*Data provided*:
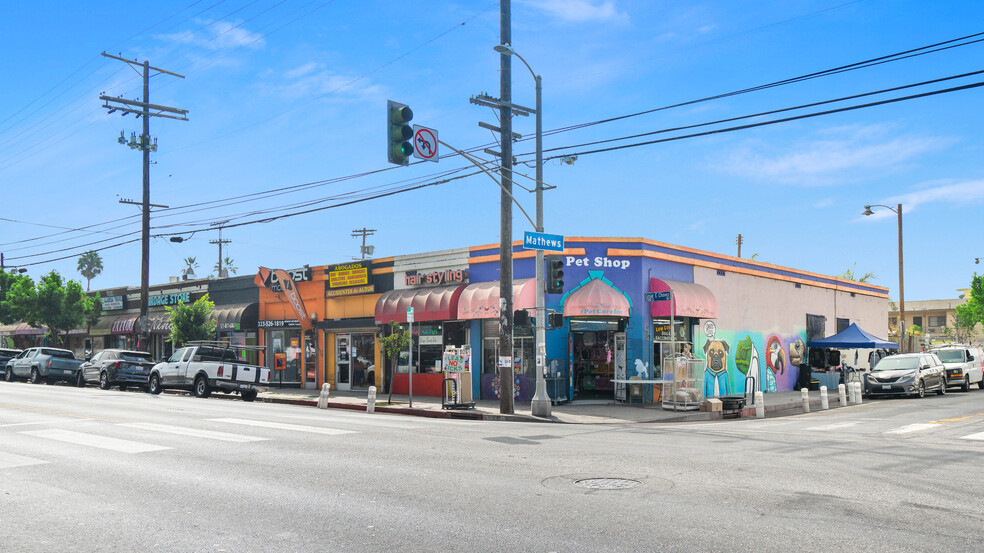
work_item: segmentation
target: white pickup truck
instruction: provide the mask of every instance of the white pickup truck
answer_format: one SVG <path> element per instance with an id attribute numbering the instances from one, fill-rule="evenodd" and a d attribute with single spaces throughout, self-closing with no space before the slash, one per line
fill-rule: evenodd
<path id="1" fill-rule="evenodd" d="M 962 391 L 969 392 L 970 385 L 977 384 L 984 390 L 984 350 L 976 346 L 946 345 L 930 352 L 946 367 L 947 386 L 960 386 Z"/>
<path id="2" fill-rule="evenodd" d="M 159 394 L 165 389 L 191 390 L 196 397 L 208 397 L 213 390 L 239 392 L 244 401 L 270 385 L 270 369 L 250 365 L 239 359 L 239 349 L 248 346 L 191 345 L 171 354 L 167 361 L 150 370 L 147 391 Z"/>

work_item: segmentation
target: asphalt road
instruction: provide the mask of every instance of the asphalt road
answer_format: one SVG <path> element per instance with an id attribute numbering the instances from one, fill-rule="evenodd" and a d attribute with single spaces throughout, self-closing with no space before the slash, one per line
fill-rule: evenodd
<path id="1" fill-rule="evenodd" d="M 982 461 L 979 390 L 564 425 L 0 382 L 0 550 L 980 551 Z"/>

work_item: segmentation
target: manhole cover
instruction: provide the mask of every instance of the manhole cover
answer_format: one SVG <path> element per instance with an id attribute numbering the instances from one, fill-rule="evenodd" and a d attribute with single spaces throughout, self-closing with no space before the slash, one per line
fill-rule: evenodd
<path id="1" fill-rule="evenodd" d="M 641 486 L 642 482 L 628 478 L 585 478 L 575 480 L 574 485 L 592 490 L 628 490 Z"/>

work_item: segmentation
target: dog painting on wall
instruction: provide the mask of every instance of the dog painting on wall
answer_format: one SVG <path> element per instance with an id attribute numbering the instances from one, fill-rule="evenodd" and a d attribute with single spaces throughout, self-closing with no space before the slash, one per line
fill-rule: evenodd
<path id="1" fill-rule="evenodd" d="M 725 340 L 708 340 L 704 344 L 704 397 L 731 394 L 728 375 L 728 352 L 731 346 Z"/>

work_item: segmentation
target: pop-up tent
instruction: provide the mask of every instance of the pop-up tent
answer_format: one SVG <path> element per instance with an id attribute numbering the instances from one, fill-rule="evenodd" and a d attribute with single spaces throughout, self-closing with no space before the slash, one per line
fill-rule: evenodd
<path id="1" fill-rule="evenodd" d="M 898 349 L 899 347 L 895 342 L 868 334 L 855 323 L 851 323 L 851 326 L 833 336 L 812 340 L 806 345 L 811 348 Z"/>

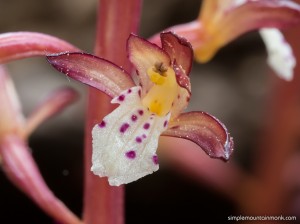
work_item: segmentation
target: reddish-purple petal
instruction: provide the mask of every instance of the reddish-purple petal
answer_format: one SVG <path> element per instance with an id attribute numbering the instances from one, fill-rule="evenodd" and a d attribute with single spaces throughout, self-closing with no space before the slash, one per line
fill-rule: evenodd
<path id="1" fill-rule="evenodd" d="M 28 117 L 24 127 L 24 137 L 28 137 L 42 122 L 64 110 L 78 97 L 78 93 L 72 88 L 55 90 Z"/>
<path id="2" fill-rule="evenodd" d="M 0 66 L 0 139 L 7 133 L 19 133 L 24 122 L 13 82 L 4 66 Z"/>
<path id="3" fill-rule="evenodd" d="M 171 58 L 176 80 L 182 87 L 171 109 L 171 117 L 177 117 L 188 105 L 191 95 L 191 83 L 189 74 L 193 63 L 193 49 L 184 38 L 172 32 L 161 33 L 162 48 Z M 171 118 L 171 119 L 172 119 Z"/>
<path id="4" fill-rule="evenodd" d="M 95 87 L 112 98 L 135 86 L 130 75 L 123 69 L 91 54 L 62 53 L 48 55 L 47 59 L 58 71 Z"/>
<path id="5" fill-rule="evenodd" d="M 51 53 L 79 51 L 56 37 L 34 32 L 0 34 L 0 63 Z"/>
<path id="6" fill-rule="evenodd" d="M 175 72 L 181 76 L 189 76 L 193 63 L 192 45 L 183 37 L 172 32 L 160 34 L 162 48 L 168 53 L 173 64 L 176 63 Z"/>
<path id="7" fill-rule="evenodd" d="M 47 187 L 25 142 L 6 136 L 1 139 L 0 154 L 7 177 L 48 215 L 61 223 L 82 223 Z"/>
<path id="8" fill-rule="evenodd" d="M 147 70 L 157 63 L 170 66 L 170 57 L 162 48 L 133 34 L 128 38 L 127 51 L 129 60 L 137 69 L 139 84 L 145 94 L 153 85 Z"/>
<path id="9" fill-rule="evenodd" d="M 162 135 L 193 141 L 212 158 L 228 160 L 233 152 L 233 140 L 226 127 L 205 112 L 181 114 L 170 121 Z"/>

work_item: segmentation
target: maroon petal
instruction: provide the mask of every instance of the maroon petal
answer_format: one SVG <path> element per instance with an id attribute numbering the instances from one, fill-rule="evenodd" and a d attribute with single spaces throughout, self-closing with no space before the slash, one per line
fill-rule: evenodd
<path id="1" fill-rule="evenodd" d="M 47 187 L 27 145 L 20 138 L 13 135 L 2 138 L 0 154 L 7 177 L 48 215 L 61 223 L 82 224 Z"/>
<path id="2" fill-rule="evenodd" d="M 112 98 L 135 86 L 130 75 L 123 69 L 91 54 L 62 53 L 48 55 L 47 59 L 58 71 L 95 87 Z"/>
<path id="3" fill-rule="evenodd" d="M 42 122 L 58 114 L 77 99 L 78 93 L 72 88 L 54 91 L 29 116 L 24 127 L 24 136 L 28 137 Z"/>
<path id="4" fill-rule="evenodd" d="M 162 48 L 168 53 L 173 64 L 176 62 L 176 73 L 189 76 L 193 63 L 192 45 L 183 37 L 172 32 L 160 34 Z"/>
<path id="5" fill-rule="evenodd" d="M 175 118 L 187 107 L 191 96 L 189 74 L 193 63 L 193 49 L 186 39 L 172 32 L 161 33 L 160 36 L 162 48 L 171 58 L 177 83 L 182 87 L 171 109 L 171 116 Z"/>
<path id="6" fill-rule="evenodd" d="M 56 37 L 34 32 L 0 34 L 0 63 L 51 53 L 79 51 Z"/>
<path id="7" fill-rule="evenodd" d="M 212 158 L 228 160 L 233 152 L 233 140 L 226 127 L 205 112 L 181 114 L 170 121 L 162 135 L 193 141 Z"/>
<path id="8" fill-rule="evenodd" d="M 127 41 L 128 57 L 138 72 L 138 79 L 142 86 L 143 94 L 153 85 L 147 71 L 157 63 L 170 66 L 170 57 L 162 48 L 135 35 L 130 35 Z"/>

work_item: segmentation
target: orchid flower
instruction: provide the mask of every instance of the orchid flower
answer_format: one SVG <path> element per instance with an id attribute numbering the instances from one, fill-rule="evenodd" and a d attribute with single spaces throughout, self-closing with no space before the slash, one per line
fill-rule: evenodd
<path id="1" fill-rule="evenodd" d="M 268 52 L 268 64 L 285 80 L 293 78 L 296 60 L 290 45 L 277 28 L 299 23 L 300 6 L 290 0 L 204 0 L 195 21 L 168 28 L 187 38 L 198 62 L 242 34 L 259 30 Z M 158 43 L 159 35 L 151 42 Z"/>
<path id="2" fill-rule="evenodd" d="M 57 221 L 80 224 L 81 221 L 47 187 L 26 143 L 41 122 L 76 98 L 77 93 L 72 89 L 57 90 L 25 119 L 13 82 L 0 66 L 0 158 L 4 173 Z"/>
<path id="3" fill-rule="evenodd" d="M 171 33 L 162 47 L 135 35 L 127 41 L 133 78 L 122 68 L 85 53 L 49 55 L 58 71 L 112 97 L 119 106 L 92 130 L 94 174 L 119 186 L 157 171 L 160 135 L 198 144 L 211 157 L 228 160 L 233 141 L 225 126 L 204 112 L 181 113 L 190 100 L 192 47 Z M 134 82 L 136 81 L 136 83 Z"/>

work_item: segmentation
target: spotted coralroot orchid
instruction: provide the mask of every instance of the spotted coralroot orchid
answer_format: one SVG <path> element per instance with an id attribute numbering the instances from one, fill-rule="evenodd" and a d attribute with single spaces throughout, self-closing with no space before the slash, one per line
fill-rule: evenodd
<path id="1" fill-rule="evenodd" d="M 31 156 L 27 138 L 41 122 L 76 98 L 77 93 L 70 88 L 57 90 L 25 119 L 13 82 L 0 66 L 0 158 L 3 171 L 48 215 L 70 224 L 80 224 L 81 221 L 47 187 Z"/>
<path id="2" fill-rule="evenodd" d="M 204 0 L 195 21 L 169 28 L 187 38 L 198 62 L 209 61 L 232 40 L 259 30 L 268 53 L 268 64 L 285 80 L 293 78 L 296 60 L 278 29 L 300 22 L 300 6 L 290 0 Z M 151 42 L 158 43 L 159 35 Z"/>
<path id="3" fill-rule="evenodd" d="M 119 106 L 92 130 L 94 174 L 110 185 L 135 181 L 157 171 L 160 135 L 189 139 L 211 157 L 228 160 L 233 142 L 224 125 L 204 112 L 181 113 L 190 100 L 193 51 L 183 38 L 166 32 L 161 45 L 130 35 L 128 57 L 137 75 L 93 55 L 49 55 L 60 72 L 95 87 Z M 136 81 L 135 82 L 133 81 Z"/>

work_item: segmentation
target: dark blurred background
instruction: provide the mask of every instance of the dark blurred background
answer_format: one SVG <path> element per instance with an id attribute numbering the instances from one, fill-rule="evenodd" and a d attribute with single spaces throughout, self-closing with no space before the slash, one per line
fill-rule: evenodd
<path id="1" fill-rule="evenodd" d="M 93 52 L 96 0 L 0 0 L 0 32 L 37 31 L 57 36 Z M 171 25 L 194 20 L 201 1 L 145 0 L 141 35 L 149 37 Z M 258 130 L 268 95 L 268 67 L 264 45 L 250 33 L 223 48 L 205 65 L 194 64 L 193 96 L 189 110 L 201 110 L 223 121 L 235 140 L 236 160 L 251 169 Z M 32 154 L 47 184 L 72 211 L 82 210 L 83 126 L 86 87 L 54 71 L 44 58 L 8 64 L 23 110 L 52 90 L 72 86 L 81 99 L 44 123 L 30 138 Z M 220 161 L 221 163 L 221 161 Z M 171 166 L 126 186 L 126 223 L 228 223 L 237 214 L 234 204 L 205 182 Z M 0 173 L 1 223 L 50 224 L 53 221 Z"/>

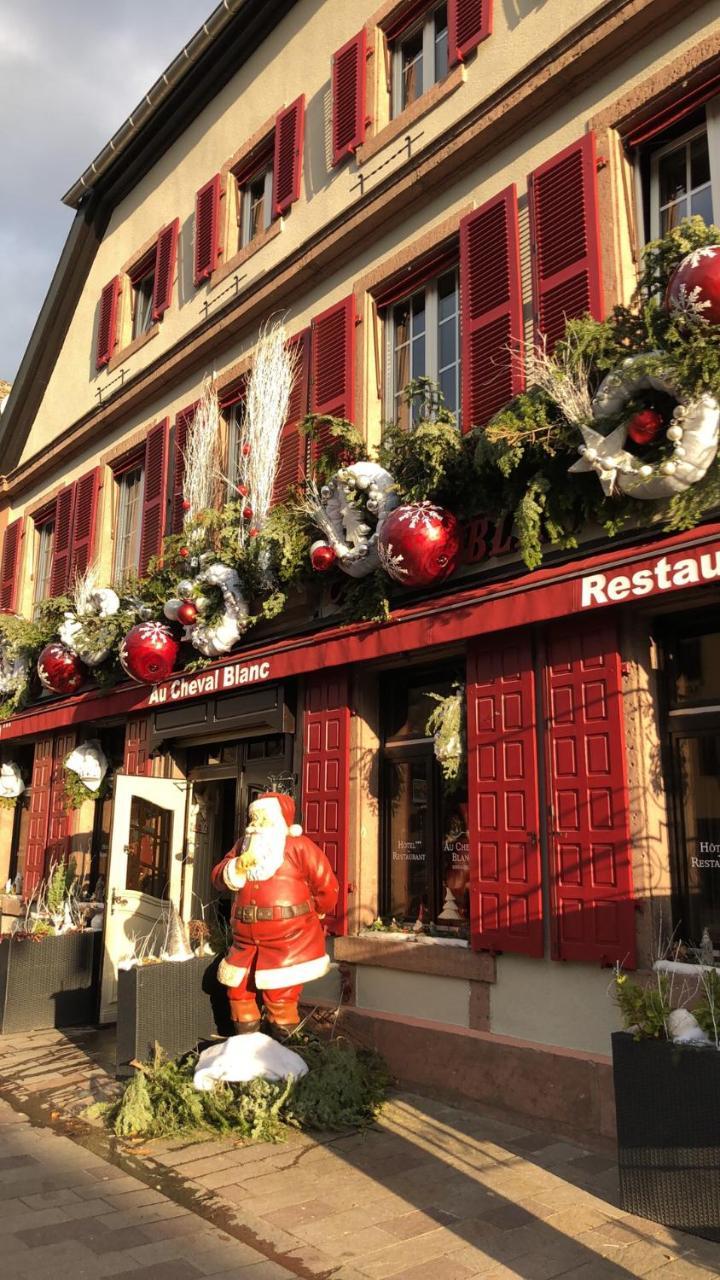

*What needs to be done*:
Only a number is asked for here: the count of lines in the records that hold "maroon".

*Solution for this problem*:
2